YOUR TASK:
List every personal name that appears in the forum thread below.

━━ TEXT EXCERPT

KM shell and diacritic variable names / values

Works quite well but how to "help" echo to display what expected?

KM shell and diacritic variable names : values.kmmacros (27.4 KB)

Thanks,
--Alain

Hey Alain,

Please post the actual macro, so people don’t have to recreate it to test.

-Chris

You are right: Done :wink:

I suspect this is really a bash issue (or an OS X issue) with little or nothing to do with Keyboard Maestro.

Keyboard Maestro sets the environment variables via a a dictionary of high level full unicode strings - what happens after that is largely outside Keyboard Maestro’s control.

But for example:

% KMVAR_mg__test_appele=hello
% KMVAR_mg__test_appelé=hello
sh: KMVAR_mg__test_appelé=hello: command not found

I’ve searched around but cannot find much definitive on the behaviour of non-ascii environment variable names I’m afraid.

Thanks Peter for your testing.

━━━━
━━ DATASET

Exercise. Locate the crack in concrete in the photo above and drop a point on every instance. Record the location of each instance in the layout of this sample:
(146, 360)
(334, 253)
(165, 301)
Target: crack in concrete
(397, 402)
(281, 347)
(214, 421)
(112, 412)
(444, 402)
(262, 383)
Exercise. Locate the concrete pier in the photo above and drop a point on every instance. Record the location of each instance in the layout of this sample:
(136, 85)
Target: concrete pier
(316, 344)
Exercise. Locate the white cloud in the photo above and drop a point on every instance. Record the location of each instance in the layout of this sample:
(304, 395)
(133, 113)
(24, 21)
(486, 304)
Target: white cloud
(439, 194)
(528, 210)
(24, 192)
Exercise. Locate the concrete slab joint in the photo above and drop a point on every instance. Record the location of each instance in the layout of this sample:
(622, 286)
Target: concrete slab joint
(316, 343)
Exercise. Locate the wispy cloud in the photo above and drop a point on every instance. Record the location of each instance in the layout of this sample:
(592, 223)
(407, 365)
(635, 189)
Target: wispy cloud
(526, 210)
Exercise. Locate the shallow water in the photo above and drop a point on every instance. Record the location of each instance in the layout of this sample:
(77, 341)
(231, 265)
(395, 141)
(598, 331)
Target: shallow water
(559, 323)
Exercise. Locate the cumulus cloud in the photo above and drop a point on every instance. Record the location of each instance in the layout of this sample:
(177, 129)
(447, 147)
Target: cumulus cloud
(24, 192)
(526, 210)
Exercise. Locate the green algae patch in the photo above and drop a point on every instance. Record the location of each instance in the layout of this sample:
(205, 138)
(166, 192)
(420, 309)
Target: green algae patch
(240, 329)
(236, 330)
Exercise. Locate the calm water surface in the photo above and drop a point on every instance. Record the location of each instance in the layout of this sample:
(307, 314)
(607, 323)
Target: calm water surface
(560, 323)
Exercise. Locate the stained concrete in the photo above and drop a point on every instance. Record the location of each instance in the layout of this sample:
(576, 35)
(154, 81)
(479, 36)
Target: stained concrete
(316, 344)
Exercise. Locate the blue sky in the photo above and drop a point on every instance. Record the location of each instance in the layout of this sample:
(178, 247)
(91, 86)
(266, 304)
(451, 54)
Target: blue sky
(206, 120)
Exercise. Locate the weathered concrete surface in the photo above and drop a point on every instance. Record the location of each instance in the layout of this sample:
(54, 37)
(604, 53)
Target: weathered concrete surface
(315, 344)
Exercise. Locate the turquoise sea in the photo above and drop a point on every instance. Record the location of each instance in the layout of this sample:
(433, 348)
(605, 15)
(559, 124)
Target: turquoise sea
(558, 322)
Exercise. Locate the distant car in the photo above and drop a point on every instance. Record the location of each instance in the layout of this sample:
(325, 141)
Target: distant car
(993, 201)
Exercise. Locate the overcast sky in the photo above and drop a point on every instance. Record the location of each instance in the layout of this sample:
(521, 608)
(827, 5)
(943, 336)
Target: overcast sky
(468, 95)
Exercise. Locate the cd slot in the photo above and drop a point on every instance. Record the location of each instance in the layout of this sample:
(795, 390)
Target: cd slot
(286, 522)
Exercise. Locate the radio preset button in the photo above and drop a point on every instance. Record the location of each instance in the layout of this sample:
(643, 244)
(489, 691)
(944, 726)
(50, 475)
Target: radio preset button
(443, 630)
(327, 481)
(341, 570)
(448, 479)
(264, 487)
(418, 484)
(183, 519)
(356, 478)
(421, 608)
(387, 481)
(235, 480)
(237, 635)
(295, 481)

━━━━

ANSWER TO THIS TASK:
Alain, Chris, Peter